- [PROBLEM DETAILS]
Find every line in the records below that contains the string "sign", and copy each of those lines. Case matters.

- [INFORMATION GIVEN]

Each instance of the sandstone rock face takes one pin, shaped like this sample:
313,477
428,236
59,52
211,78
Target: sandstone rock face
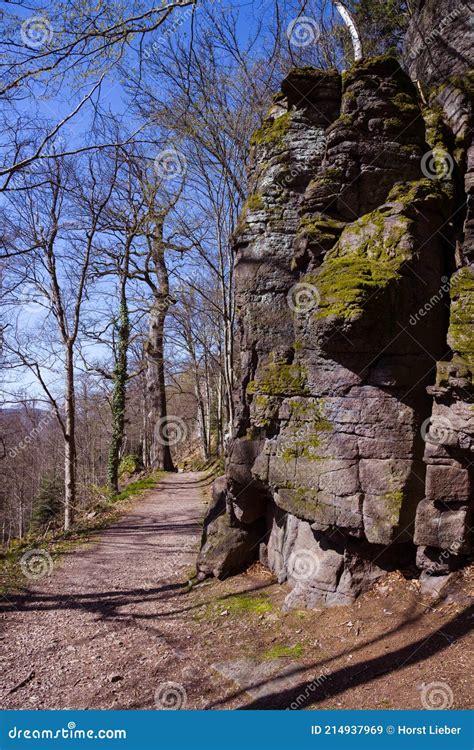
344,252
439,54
...
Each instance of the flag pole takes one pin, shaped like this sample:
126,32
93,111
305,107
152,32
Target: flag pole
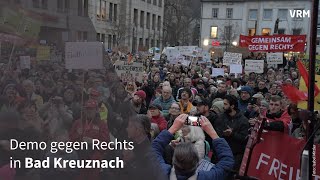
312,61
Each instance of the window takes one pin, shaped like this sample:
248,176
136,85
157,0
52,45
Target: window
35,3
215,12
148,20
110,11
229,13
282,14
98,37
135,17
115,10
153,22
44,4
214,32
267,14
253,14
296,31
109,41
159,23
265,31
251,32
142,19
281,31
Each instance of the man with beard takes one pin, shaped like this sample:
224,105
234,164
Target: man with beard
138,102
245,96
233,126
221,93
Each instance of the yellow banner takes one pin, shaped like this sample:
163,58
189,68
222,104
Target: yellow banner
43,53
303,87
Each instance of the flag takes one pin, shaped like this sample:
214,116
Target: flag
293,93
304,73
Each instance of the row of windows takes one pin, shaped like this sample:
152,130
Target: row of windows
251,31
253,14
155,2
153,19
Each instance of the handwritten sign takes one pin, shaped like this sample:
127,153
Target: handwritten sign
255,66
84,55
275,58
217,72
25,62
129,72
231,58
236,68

- [SOLUTION TO THIS PROBLEM]
Each instance of the handwritten sign takes one pin, shaped like this sample:
Target: handwritten sign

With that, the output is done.